━━━━━ DATASET EXCERPTS

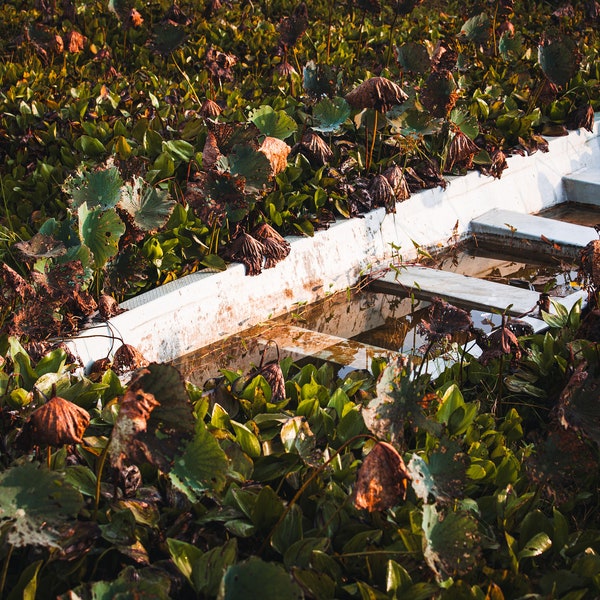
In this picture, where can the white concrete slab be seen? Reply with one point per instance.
(583, 186)
(424, 282)
(540, 234)
(202, 308)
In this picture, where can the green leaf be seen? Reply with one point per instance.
(201, 467)
(254, 578)
(26, 586)
(100, 188)
(246, 439)
(34, 503)
(149, 206)
(167, 37)
(330, 114)
(267, 509)
(252, 165)
(185, 556)
(559, 60)
(396, 404)
(476, 29)
(537, 545)
(131, 584)
(510, 46)
(273, 123)
(288, 531)
(466, 122)
(209, 569)
(179, 150)
(100, 231)
(90, 146)
(452, 542)
(413, 57)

━━━━━━━━━━

GOAL: Swap "Reply with" for "Answer with" throughout the items above, changing nothing else. Omit the pictures from your answer.

ANSWER BELOW:
In this picture, where can the white concrete slab be seen? Answer with one point per instance.
(583, 186)
(424, 282)
(540, 234)
(202, 308)
In this picture, where can the green leaf be seen? Answer with one point per instance.
(201, 467)
(254, 578)
(26, 586)
(100, 188)
(246, 439)
(34, 503)
(149, 206)
(167, 37)
(330, 114)
(267, 509)
(252, 165)
(185, 556)
(559, 60)
(396, 404)
(476, 29)
(537, 545)
(131, 584)
(510, 46)
(273, 123)
(288, 531)
(466, 122)
(209, 569)
(179, 150)
(100, 231)
(90, 146)
(452, 542)
(413, 57)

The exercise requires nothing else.